____ Document text

The Cartier Women’s Initiative is an international business plan competition that identifies, supports and encourage projects by women entrepreneurs. Brune, 28, is one of two women from the United States who will compete in France in October for a prize package that includes $20,000 and a year of coaching in business development and marketing.
Brune, who holds a doctorate in chemical engineering, founded Boston Mountain Biotech after helping develop a patented method to simplify the production of pharmaceutical proteins used in drugs that treat a variety of diseases and health conditions. Read more here. Brune’s Boston Mountain Biotech – a Genesis Technology Incubator client at the Arkansas Research and Technology Park – holds the exclusive license to market the trademarked Lotus purification platform.
ASU PROFESSOR RECEIVES $1.7 MILLION NATIONAL HEALTH RESEARCH GRANT
A program at Arkansas State University made history last week as researchers will now study the development of autoimmune diseases like multiple sclerosis.
Dr. Shiguang Yu, assistant professor of immunology in the Arkansas Biosciences Institute at Arkansas State University, has been awarded a $1.7 million research grant from the National Institutes of Health, university officials said. The research project grant program (R01) is the original and oldest grant mechanism used by NIH.
The grant, which will be distributed over a five-year period, is designated for Yu to continue studying mechanisms leading to development of autoimmune diseases. Yu’s research is focused upon understanding how dysfunctional immune cells mediate autoimmune inflammation. The long-term goal of his research is to find novel therapeutic targets for intervention on autoimmune diseases such as multiple sclerosis.

________
____ Supplied entries

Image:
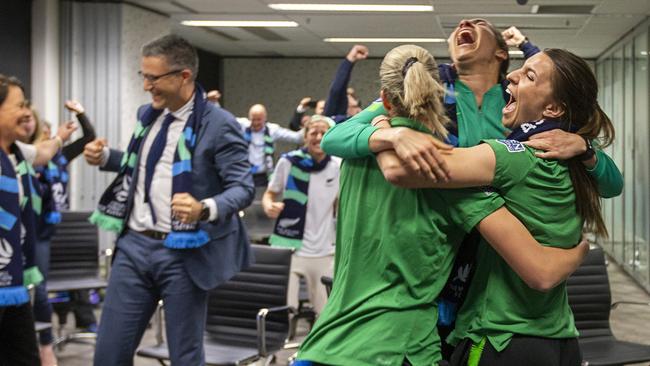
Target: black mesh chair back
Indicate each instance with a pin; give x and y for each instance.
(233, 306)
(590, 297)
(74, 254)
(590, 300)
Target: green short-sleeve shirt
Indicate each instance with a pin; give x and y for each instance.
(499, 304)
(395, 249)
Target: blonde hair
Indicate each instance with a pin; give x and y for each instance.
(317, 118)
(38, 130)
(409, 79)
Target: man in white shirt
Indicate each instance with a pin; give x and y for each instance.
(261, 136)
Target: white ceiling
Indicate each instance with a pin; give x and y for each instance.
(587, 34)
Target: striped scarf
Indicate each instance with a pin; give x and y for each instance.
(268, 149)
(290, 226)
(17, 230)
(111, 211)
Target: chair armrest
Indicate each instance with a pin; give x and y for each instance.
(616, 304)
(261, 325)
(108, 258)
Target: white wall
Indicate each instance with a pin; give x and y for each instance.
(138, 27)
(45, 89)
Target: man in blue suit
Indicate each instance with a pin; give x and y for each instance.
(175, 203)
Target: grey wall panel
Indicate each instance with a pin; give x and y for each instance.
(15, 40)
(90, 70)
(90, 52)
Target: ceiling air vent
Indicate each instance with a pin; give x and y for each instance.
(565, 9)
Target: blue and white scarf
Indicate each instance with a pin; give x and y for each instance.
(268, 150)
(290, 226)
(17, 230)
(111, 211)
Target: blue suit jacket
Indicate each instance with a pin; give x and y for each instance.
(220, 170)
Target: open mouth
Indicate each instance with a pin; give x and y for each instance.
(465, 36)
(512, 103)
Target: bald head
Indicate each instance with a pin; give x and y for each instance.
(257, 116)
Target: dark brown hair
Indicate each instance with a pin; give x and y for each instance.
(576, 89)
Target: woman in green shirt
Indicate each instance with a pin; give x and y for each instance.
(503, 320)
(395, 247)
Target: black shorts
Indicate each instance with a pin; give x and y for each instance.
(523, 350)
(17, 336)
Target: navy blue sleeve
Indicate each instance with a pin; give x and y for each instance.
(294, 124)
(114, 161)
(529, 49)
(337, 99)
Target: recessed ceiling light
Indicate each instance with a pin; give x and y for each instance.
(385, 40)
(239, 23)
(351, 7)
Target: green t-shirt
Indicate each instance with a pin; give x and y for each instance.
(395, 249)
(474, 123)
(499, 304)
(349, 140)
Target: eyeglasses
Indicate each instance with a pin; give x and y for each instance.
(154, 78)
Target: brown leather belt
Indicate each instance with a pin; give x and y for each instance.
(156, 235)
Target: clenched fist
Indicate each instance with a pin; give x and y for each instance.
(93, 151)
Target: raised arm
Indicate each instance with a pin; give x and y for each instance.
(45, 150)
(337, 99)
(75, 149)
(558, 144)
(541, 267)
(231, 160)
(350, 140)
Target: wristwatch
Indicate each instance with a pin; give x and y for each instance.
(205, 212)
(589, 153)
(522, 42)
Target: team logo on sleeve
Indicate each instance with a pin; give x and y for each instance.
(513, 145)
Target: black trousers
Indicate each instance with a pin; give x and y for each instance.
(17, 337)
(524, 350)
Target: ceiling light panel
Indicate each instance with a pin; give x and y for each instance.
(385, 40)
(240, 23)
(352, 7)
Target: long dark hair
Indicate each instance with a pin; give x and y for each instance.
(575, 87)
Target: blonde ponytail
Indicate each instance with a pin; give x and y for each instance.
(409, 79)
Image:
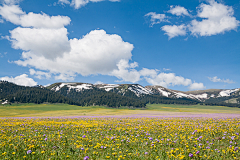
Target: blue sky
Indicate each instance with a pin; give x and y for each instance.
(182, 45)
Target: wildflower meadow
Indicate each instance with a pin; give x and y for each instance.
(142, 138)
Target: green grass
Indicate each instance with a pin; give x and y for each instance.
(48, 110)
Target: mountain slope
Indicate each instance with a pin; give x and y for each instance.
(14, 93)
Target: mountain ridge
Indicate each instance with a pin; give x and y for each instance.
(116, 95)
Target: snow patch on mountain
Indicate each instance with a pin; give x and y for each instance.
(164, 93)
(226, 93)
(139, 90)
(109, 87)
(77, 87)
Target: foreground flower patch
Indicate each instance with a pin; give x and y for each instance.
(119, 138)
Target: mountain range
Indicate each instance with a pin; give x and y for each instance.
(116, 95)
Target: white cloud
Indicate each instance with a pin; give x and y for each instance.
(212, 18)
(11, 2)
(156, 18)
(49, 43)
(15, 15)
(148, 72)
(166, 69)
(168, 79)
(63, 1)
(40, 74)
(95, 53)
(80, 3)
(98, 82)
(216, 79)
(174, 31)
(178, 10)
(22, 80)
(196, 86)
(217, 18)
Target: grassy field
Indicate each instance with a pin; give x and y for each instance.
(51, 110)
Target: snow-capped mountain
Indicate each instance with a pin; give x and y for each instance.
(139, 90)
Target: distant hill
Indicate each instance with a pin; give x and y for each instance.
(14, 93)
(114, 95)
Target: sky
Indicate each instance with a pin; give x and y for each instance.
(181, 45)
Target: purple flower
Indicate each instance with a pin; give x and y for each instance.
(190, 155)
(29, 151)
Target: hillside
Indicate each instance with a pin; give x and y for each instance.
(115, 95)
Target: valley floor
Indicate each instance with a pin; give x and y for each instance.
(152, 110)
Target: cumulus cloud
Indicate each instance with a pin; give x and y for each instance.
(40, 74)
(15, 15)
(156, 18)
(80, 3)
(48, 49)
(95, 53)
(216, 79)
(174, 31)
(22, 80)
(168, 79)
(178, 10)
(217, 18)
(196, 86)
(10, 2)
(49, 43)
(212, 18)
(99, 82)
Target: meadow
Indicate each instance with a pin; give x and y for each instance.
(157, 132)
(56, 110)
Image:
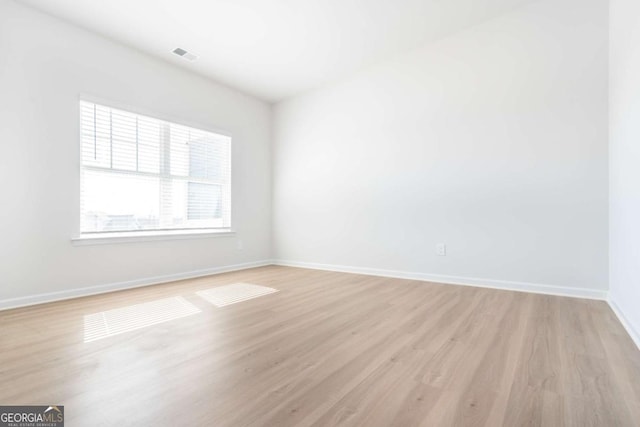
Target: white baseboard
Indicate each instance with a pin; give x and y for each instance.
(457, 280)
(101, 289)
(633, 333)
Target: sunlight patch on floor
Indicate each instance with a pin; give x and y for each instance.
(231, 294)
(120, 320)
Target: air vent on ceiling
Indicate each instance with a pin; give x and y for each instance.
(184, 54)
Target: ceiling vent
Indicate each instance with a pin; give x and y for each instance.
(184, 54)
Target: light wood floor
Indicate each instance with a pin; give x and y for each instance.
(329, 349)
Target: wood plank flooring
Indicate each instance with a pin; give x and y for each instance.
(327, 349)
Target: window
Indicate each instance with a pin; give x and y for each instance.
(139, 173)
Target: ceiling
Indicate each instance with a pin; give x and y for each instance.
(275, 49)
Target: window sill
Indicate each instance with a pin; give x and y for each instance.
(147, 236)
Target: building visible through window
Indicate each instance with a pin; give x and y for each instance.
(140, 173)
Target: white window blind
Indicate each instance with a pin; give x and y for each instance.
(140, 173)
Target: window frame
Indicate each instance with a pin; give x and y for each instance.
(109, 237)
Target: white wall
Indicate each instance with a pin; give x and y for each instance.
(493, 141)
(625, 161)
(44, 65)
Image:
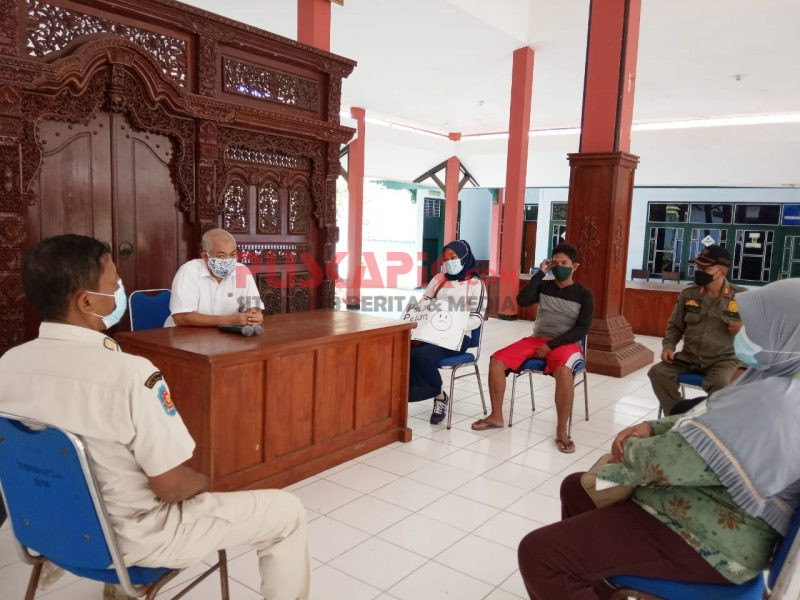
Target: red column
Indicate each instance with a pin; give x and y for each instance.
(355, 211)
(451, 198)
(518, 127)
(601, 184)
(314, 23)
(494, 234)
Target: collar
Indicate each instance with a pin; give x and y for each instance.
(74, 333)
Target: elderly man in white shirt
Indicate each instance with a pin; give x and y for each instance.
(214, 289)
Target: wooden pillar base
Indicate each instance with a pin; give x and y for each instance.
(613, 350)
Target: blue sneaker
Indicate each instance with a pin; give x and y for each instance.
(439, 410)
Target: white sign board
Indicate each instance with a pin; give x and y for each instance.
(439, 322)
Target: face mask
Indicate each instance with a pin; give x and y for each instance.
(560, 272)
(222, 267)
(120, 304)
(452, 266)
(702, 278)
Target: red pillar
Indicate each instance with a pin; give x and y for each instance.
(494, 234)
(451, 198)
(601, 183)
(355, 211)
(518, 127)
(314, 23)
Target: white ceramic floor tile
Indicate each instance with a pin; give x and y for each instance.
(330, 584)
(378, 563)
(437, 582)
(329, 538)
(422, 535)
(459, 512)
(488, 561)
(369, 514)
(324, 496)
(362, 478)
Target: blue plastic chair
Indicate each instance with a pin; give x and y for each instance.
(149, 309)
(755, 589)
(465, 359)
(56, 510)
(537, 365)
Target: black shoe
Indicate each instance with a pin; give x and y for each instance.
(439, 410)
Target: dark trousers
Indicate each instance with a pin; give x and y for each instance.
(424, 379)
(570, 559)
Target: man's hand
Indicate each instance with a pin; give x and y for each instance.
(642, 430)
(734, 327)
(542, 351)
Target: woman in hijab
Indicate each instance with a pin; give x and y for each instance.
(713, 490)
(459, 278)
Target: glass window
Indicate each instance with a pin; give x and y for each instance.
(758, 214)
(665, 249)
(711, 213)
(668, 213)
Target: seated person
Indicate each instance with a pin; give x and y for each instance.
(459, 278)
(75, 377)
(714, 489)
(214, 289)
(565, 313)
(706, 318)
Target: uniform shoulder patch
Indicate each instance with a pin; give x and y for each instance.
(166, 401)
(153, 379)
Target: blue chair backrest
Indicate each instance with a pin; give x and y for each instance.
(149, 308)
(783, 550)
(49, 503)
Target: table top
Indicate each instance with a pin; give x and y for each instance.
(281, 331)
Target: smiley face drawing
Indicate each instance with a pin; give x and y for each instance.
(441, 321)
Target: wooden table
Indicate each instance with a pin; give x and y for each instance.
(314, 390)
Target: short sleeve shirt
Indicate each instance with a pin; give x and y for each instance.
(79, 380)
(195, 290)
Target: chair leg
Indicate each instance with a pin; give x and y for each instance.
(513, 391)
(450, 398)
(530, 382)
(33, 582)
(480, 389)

________
____ Supplied entries

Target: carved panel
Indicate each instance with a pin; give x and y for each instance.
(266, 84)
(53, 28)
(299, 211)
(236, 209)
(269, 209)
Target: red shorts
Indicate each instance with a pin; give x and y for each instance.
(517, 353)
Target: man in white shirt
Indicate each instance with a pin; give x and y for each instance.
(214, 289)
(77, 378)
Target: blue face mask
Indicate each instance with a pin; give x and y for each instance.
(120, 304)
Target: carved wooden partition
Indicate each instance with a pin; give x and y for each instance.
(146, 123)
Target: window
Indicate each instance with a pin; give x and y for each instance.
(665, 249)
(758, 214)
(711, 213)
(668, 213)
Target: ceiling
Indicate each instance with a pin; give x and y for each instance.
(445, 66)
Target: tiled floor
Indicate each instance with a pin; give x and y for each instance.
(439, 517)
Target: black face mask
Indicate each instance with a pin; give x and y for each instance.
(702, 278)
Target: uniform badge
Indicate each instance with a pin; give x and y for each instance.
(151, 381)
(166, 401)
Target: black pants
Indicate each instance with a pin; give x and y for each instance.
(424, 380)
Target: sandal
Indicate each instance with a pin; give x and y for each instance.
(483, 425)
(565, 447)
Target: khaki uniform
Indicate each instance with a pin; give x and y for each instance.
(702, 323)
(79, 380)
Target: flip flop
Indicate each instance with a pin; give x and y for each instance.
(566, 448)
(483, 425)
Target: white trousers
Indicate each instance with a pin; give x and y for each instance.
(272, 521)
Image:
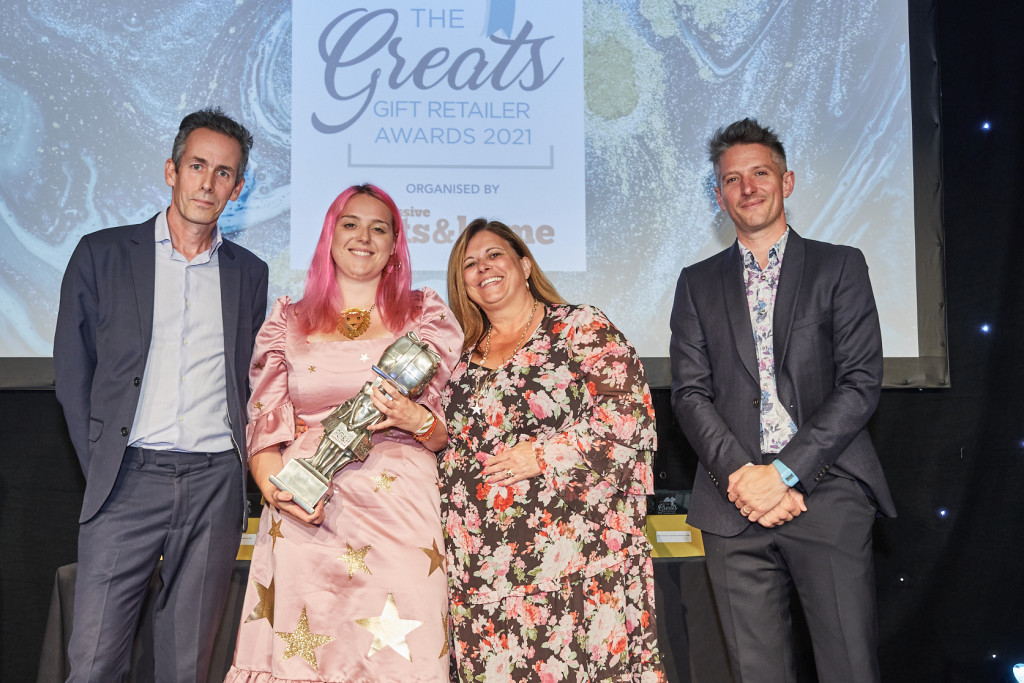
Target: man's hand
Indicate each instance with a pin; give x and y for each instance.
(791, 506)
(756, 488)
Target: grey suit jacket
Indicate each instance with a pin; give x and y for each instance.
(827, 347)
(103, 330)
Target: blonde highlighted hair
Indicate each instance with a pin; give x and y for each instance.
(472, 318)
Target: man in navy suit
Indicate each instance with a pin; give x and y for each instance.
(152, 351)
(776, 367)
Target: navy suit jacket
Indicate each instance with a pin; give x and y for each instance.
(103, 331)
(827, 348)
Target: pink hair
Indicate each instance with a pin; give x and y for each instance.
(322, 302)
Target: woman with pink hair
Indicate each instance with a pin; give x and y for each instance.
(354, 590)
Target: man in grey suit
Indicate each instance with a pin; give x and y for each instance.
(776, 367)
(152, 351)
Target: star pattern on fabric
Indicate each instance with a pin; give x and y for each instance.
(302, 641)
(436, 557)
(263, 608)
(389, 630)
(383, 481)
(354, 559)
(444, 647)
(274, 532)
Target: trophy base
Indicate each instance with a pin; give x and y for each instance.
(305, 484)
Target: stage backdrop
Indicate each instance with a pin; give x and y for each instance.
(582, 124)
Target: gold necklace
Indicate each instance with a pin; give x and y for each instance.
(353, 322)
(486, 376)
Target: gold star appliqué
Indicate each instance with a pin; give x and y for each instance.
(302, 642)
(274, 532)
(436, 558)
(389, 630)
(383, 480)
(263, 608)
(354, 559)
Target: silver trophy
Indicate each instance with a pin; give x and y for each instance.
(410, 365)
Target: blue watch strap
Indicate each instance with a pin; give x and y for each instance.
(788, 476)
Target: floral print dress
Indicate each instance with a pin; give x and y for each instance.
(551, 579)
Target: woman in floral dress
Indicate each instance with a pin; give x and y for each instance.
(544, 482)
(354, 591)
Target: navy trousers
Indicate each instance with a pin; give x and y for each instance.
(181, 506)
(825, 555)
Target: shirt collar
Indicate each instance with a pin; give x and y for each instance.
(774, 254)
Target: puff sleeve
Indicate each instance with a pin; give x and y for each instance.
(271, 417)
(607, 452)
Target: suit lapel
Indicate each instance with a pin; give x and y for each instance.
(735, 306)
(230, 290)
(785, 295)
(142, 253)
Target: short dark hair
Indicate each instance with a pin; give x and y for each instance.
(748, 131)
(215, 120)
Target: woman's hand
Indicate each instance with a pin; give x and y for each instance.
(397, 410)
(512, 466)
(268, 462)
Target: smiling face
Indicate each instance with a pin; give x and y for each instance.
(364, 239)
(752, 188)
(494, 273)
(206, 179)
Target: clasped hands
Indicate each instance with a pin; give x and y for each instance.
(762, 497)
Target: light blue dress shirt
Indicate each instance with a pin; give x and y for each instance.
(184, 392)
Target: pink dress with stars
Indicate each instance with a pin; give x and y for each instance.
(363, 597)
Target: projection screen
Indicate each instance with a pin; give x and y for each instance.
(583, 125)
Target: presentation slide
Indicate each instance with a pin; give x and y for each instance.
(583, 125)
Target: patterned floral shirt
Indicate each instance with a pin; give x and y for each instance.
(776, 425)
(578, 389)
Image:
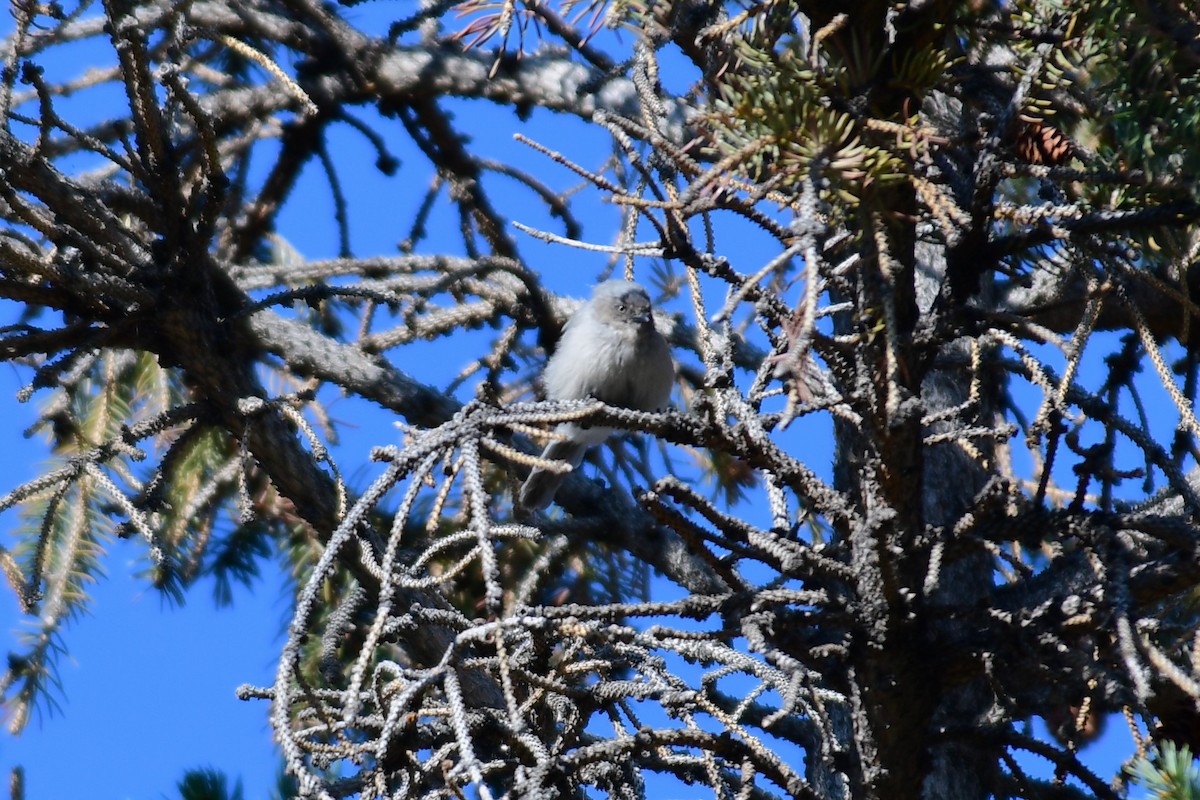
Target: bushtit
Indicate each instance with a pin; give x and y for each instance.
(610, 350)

________
____ Supplied entries

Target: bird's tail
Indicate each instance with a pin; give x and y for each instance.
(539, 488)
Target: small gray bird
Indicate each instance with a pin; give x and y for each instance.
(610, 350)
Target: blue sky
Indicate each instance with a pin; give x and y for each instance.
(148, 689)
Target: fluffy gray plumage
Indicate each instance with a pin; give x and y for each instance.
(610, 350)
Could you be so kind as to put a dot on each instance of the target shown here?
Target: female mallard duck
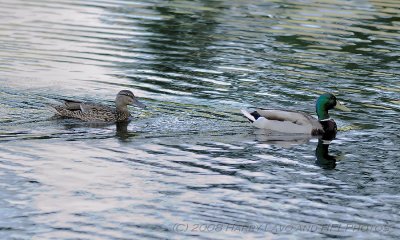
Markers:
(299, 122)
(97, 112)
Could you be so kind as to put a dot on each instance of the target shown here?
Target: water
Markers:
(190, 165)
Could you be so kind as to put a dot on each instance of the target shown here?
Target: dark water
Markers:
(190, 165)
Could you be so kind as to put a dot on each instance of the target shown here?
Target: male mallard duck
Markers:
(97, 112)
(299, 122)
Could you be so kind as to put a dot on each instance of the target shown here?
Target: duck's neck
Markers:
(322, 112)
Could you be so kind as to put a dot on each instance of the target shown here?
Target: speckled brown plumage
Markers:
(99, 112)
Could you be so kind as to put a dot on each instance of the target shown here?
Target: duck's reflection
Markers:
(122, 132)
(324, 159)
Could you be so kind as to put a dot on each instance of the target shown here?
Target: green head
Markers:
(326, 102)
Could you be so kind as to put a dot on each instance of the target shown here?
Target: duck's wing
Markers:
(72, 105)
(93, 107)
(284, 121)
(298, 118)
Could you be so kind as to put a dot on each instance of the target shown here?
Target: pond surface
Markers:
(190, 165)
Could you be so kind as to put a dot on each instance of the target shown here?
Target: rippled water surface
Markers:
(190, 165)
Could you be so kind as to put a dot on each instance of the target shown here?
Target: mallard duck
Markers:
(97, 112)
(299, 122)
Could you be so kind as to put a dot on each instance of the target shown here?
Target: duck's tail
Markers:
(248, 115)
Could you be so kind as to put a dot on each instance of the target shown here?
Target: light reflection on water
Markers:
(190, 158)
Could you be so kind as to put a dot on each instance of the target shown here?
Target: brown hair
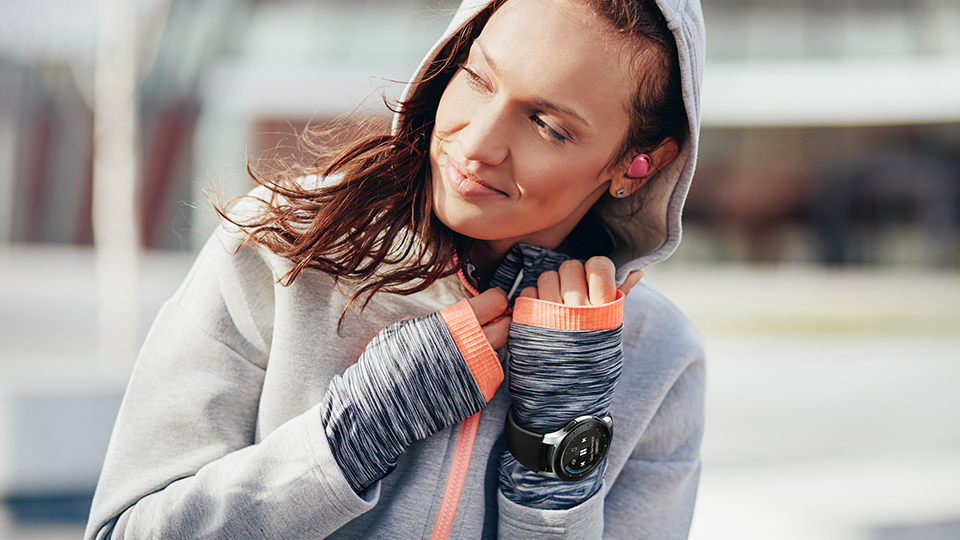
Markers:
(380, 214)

________

■ What you will do
1) Using the Arkansas science news, decide whether each statement agrees with it. For each, answer yes or no and quote the deciding words.
(a) Brune will compete in France in October.
(b) Yu's grant comes from the National Science Foundation.
(c) Yu's grant will be spread over three years.
2) Answer these from the Arkansas science news, one line each:
(a) What degree does Brune hold?
(b) What trademarked platform does Boston Mountain Biotech hold the exclusive license to market?
(c) What is Shiguang Yu's title?
3) Extend the Arkansas science news from where it stops.
The entries play no part in what follows.

■ Outputs by task
1)
(a) Yes: "will compete in France in October"
(b) No: "a $1.7 million research grant from the National Institutes of Health"
(c) No: "distributed over a five-year period"

2)
(a) A doctorate in chemical engineering
(b) The Lotus purification platform
(c) Assistant professor of immunology in the Arkansas Biosciences Institute at Arkansas State University

3)
HUTCHINSON TOUTS COMPUTER CODING, JOBS AT CNBC
Gov. Asa Hutchinson leveraged an appearance and op-ed at CNBC last week to tout Arkansas’ business climate and to discuss his computer coding initiative. Check out the guest commentary at this link.
GOVERNOR: PARCC DESTINED TO GO AWAY
Gov. Asa Hutchinson said last week that Arkansas is destined to stop using the Partnership for Assessment of Readiness for College and Careers (PARCC) exam, so it needs to move away from it as soon as possible.
Speaking to Little Rock Rotary Club 99, Hutchinson explained his decision to direct the Department of Education to drop the exam by saying, “Clearly we’re going to move away from PARCC, whether it’s this year or the next year, and to me, you make that judgment, you ought to do it now so we can have more long-term stability and begin our comparability and our measurability under the new testing regime.” The PARCC is an end-of-year student exam aligned with the controversial Common Core.